Whatever runs from the line with "Where can the small" to the end of the records below must be copied exactly, with nothing else included.

## Recorded data
=== Section Start ===

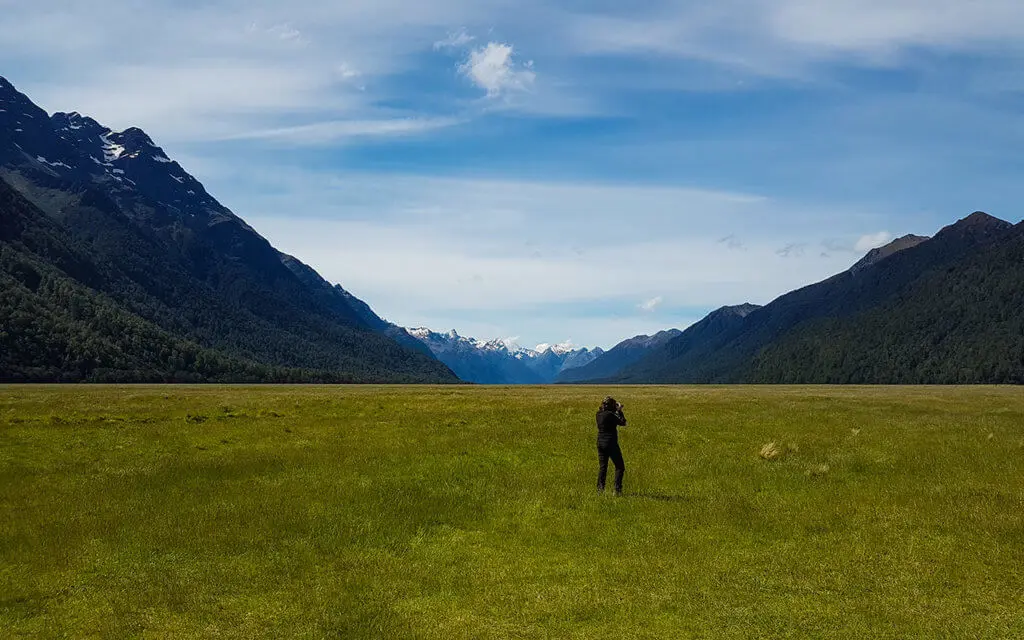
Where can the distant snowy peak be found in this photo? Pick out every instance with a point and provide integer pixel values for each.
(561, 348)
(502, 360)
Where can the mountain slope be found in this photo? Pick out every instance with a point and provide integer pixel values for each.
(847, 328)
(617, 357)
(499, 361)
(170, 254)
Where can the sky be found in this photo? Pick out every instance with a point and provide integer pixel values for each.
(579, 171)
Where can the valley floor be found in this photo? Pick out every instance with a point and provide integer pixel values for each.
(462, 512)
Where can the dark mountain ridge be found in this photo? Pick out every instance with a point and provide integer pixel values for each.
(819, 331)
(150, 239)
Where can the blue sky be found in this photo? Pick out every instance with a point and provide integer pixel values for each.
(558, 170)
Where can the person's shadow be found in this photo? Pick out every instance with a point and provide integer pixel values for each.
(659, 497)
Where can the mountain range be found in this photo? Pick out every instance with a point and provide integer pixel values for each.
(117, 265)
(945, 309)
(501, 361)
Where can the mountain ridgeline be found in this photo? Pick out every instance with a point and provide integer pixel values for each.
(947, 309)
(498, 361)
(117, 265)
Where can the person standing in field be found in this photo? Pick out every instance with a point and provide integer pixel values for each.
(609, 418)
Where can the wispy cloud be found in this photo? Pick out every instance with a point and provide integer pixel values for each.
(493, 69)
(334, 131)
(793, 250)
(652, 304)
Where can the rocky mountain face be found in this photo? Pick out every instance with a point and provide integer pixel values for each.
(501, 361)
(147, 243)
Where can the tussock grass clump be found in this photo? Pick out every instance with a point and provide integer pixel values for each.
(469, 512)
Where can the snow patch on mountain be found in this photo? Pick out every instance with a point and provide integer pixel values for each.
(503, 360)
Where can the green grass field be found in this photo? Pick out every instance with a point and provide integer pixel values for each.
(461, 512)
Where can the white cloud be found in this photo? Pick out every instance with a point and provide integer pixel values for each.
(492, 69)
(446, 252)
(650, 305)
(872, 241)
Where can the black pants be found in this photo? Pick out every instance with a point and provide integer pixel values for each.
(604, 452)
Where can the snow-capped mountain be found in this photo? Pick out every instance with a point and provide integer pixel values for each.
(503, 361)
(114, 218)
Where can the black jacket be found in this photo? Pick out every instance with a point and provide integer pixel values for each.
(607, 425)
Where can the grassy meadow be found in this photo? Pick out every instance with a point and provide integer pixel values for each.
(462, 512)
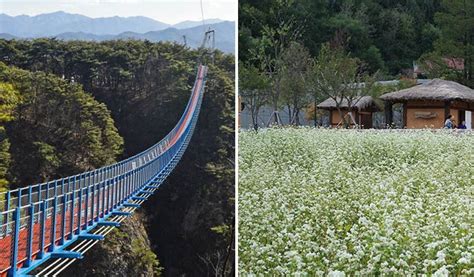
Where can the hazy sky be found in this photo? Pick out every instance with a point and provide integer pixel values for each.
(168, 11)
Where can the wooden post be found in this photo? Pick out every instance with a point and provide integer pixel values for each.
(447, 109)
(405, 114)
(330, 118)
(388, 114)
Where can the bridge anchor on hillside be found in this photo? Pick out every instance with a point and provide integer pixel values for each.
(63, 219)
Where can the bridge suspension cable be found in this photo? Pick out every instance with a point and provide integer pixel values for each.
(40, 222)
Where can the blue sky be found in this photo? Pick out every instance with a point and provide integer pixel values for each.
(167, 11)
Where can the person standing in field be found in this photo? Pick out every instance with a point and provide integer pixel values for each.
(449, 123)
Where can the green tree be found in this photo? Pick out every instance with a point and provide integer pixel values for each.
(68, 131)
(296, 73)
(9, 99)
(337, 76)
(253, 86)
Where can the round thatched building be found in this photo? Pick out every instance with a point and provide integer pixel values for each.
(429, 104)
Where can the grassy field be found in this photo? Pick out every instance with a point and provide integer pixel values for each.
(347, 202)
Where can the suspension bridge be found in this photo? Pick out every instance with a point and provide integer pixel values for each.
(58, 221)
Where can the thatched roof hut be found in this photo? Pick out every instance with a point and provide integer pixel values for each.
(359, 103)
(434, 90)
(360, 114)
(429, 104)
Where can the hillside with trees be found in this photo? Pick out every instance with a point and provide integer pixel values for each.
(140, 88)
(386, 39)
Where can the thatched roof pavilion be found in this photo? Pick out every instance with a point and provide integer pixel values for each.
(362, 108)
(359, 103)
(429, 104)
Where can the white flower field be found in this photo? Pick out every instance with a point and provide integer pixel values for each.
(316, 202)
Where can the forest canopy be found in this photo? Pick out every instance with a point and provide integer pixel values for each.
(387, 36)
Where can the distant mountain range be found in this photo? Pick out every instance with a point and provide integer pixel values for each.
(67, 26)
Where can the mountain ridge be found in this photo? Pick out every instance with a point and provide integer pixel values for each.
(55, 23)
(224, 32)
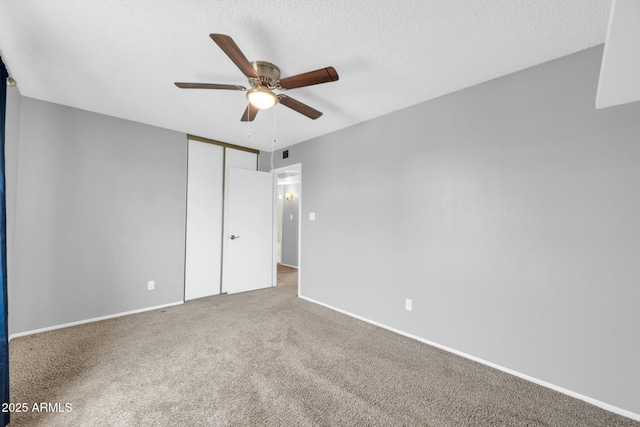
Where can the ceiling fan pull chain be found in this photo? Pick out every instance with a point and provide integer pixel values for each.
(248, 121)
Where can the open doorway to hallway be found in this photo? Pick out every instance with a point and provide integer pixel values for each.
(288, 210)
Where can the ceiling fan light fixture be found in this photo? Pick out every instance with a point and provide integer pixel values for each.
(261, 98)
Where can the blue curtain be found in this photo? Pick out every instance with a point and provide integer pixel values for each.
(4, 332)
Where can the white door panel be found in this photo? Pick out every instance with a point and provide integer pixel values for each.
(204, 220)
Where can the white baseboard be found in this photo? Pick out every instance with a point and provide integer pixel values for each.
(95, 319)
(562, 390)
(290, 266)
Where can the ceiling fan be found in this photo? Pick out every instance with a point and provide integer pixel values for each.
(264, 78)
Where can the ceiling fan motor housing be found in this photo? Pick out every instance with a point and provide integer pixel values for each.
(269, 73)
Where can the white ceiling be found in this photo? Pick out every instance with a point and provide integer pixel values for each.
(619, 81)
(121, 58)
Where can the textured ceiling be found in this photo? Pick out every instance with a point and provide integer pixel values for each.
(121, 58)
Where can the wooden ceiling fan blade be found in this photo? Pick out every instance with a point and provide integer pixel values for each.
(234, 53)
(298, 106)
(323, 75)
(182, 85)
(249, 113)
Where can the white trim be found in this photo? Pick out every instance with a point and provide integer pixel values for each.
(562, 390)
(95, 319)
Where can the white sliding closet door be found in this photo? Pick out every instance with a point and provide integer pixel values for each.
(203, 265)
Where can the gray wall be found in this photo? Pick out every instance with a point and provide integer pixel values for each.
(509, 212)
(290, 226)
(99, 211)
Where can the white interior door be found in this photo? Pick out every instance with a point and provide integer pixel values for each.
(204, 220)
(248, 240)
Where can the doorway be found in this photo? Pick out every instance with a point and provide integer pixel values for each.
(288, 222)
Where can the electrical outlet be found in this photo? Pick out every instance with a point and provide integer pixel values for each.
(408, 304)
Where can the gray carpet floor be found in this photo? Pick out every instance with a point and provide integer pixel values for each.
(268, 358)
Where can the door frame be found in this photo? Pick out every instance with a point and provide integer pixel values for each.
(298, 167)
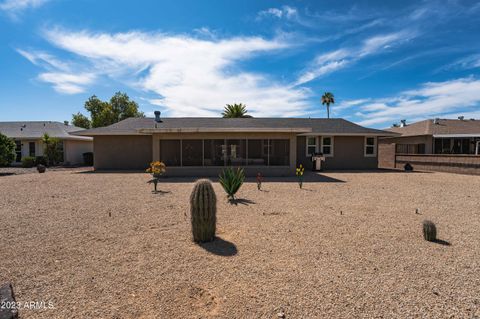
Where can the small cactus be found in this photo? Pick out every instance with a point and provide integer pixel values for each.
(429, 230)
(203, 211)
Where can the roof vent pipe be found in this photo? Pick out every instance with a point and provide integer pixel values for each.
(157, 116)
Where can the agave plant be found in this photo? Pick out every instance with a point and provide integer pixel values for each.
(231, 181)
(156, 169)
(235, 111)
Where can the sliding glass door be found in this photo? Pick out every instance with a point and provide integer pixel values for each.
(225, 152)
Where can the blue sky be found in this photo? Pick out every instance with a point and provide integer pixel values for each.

=== Section End ===

## Task output
Where can the small cactus be found in this photo? Pick out every instance with a point and provide integer pixel values for each.
(429, 230)
(203, 211)
Where can the roof vent pipe be found in this photo? Pick out every instance with a point and provide integer pixel values for each.
(157, 116)
Where can the agave plant be found in this photo? Pick out every instance with a point and provide integer pixel values for each.
(231, 181)
(156, 169)
(235, 111)
Where can the sliding glass door be found in this photo? Pick out every instance with a point and provide integer pixel values for each.
(225, 152)
Where can the blue sky be found in this photo? Pick out every instance with a point and provide integer pixel values for each.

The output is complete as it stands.